▶ _Provided text_:
Idaho judge: Lethal injection drug source is secret for now
BOISE – An Idaho judge has modified a previous decision, and now says state prison officials can hold off on identifying where they obtain the drugs used in executions until a trial is held on the matter.
Fourth District Judge Lynn Norton ruled in May that the state had to turn over nearly all of its execution records, including those identifying the source of the execution drugs, to a University of Idaho professor who sued for access to the documents under the Idaho Public Records Act.
But on Monday, Norton modified her decision, saying the state could redact any information that would identify the source of the lethal drugs for now. A trial will be held in the future to decide whether those redactions are allowable under the public records law.
State prison officials have argued that releasing the name of the drug supplier would subject that entity to such intense public pressure that the state would be unable to obtain the drugs in the future.
The way states find, obtain, pay for and store lethal injection drugs has been a key issue in court cases across the country.
Many state prison officials try to keep such records secret, in part over fears that suppliers will dry up.
Drug companies Alvogen, Hikma Pharmaceuticals USA and Sandoz Inc. have accused Nevada officials in a lawsuit of improperly obtaining their drugs for a use the companies don’t allow – lethal injection – and deceiving the public in the process. Nevada officials had tried to keep the drug companies identities’ secret, but a court order in an American Civil Liberties Union lawsuit in July forced the state to reveal the company names.
Fifteen states, including Idaho, have sided with Nevada in the state court fight against the drug companies.

▶ _Provided data_:
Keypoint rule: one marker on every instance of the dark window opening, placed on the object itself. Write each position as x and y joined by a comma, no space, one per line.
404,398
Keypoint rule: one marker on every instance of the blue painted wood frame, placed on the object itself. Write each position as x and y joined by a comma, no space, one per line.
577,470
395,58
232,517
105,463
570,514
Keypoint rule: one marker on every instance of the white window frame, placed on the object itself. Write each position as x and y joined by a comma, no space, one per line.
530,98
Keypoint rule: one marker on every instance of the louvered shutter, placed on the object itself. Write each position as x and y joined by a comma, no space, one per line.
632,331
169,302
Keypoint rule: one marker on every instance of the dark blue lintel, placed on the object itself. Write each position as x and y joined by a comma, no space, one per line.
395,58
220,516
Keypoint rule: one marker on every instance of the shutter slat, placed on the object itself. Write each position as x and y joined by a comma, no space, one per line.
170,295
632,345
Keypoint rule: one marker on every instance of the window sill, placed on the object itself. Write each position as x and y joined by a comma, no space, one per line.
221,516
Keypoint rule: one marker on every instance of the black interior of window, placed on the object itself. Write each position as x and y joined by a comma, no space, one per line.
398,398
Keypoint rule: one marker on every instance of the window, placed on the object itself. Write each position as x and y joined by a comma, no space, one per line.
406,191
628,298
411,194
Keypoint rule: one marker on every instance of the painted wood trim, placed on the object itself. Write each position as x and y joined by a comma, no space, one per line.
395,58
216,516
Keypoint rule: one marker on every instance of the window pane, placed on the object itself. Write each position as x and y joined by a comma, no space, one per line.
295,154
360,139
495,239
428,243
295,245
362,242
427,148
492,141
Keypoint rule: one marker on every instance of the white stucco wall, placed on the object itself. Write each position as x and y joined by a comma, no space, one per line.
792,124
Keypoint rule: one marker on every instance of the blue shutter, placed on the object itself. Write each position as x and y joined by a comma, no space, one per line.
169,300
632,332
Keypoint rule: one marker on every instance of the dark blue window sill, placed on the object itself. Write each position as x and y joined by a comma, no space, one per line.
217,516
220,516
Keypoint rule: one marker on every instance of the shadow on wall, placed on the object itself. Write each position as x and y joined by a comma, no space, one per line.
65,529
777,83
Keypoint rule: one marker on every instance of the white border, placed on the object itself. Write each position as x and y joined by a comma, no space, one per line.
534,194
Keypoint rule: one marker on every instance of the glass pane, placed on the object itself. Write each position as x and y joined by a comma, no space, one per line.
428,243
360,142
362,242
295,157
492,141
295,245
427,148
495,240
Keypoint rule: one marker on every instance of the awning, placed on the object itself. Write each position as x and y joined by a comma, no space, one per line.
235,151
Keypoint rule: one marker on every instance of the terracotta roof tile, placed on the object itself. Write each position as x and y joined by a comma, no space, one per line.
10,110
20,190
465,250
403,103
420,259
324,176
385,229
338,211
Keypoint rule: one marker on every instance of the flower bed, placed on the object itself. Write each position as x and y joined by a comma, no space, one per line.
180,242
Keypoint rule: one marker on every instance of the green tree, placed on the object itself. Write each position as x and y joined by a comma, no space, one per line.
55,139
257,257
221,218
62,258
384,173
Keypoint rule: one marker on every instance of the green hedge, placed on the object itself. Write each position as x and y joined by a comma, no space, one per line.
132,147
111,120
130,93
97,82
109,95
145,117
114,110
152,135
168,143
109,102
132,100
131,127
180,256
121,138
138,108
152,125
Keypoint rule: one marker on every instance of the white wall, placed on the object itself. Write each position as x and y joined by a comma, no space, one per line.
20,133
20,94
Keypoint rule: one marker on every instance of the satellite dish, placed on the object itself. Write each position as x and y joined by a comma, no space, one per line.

▶ _Task goal_:
Summarize the article on the Idaho lethal injection drug ruling in two sentences.

▶ _Solution_:
In May, Fourth District Judge Lynn Norton ruled that Idaho had to give nearly all of its execution records, including those identifying the source of its execution drugs, to a University of Idaho professor who sued under the Idaho Public Records Act. On Monday she modified that decision to let the state redact information identifying the drug source until a trial decides whether such redactions are allowable, while state prison officials argue that naming the supplier would bring so much public pressure that the state could no longer obtain the drugs.